▸ Page:

================================

The Land of Lost Content
By William Milam | Special Report | Published 7 years ago
William Milam is a former US diplomat who was Ambassador to Pakistan and Bangladesh and a Senior Scholar at the Woodrow Wilson Centre in Washington DC.
Pakistan turns 70 in mid-August. It had just turned 50 when I arrived in 1998. And like A.E. Housman’s, ‘The Land of Lost Content,’ I saw it then “shining plain.” That was encouraged, among other influences, by friends who knew Pakistan well and had written a monograph called ‘Pakistan at 50.’ The overriding sense of this monograph was that Pakistan had turned a corner, had put military rule behind it, and would emerge eventually into modernity and democracy. What was needed from its friends was patience. It would be a messy transition, as most transitions are, but in a good direction. Yes, the military was still involved in governance, but it seemed to be happy in the political background into which it had faded after 1988. It was even thought to welcome a continued fading.

================================

[Data extracted from a collection]
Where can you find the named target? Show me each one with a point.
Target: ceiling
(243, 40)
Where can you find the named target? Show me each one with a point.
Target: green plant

================================

▸ What is asked:
a – List every country named in the report on Pakistan at 70.
b – Edit the report on Pakistan at 70 by writing out the stretch from "Pakistan turns 70" through "a continued fading." with "patience" replaced by "perseverance".
c – Pick up the report on Pakistan at 70 after its final sentence and continue it.

▸ Exercise results:
a – Pakistan, Bangladesh, the US

b –
Pakistan turns 70 in mid-August. It had just turned 50 when I arrived in 1998. And like A.E. Housman’s, ‘The Land of Lost Content,’ I saw it then “shining plain.” That was encouraged, among other influences, by friends who knew Pakistan well and had written a monograph called ‘Pakistan at 50.’ The overriding sense of this monograph was that Pakistan had turned a corner, had put military rule behind it, and would emerge eventually into modernity and democracy. What was needed from its friends was perseverance. It would be a messy transition, as most transitions are, but in a good direction. Yes, the military was still involved in governance, but it seemed to be happy in the political background into which it had faded after 1988. It was even thought to welcome a continued fading.

c –
But it became very clear very quickly to me that the political path we hoped would take the country towards modernity and democracy was actually circular. During my time, it circled back through military rule, and later through several versions of hybrid rule with elected civilian governments out front and the military behind a curtain. This is where we remain today. One thing my optimistic friends didn’t count on, but I learned very quickly, was that the major civilian parties were more interested in being in power for the benefits that being in office always bring, and when out of power would connive with the army to get back into power. Their commitment to democracy was paper thin.
Twenty years later, as Pakistan celebrates its 70th birthday, we ask what has changed, and in the context of politics, the answer is, essentially, nothing. Oh, there has been much change in the security situation, with a war against domestic insurgency fought, and not yet fully won. This, naturally, has impacted politics by increasing the power and the importance of the military.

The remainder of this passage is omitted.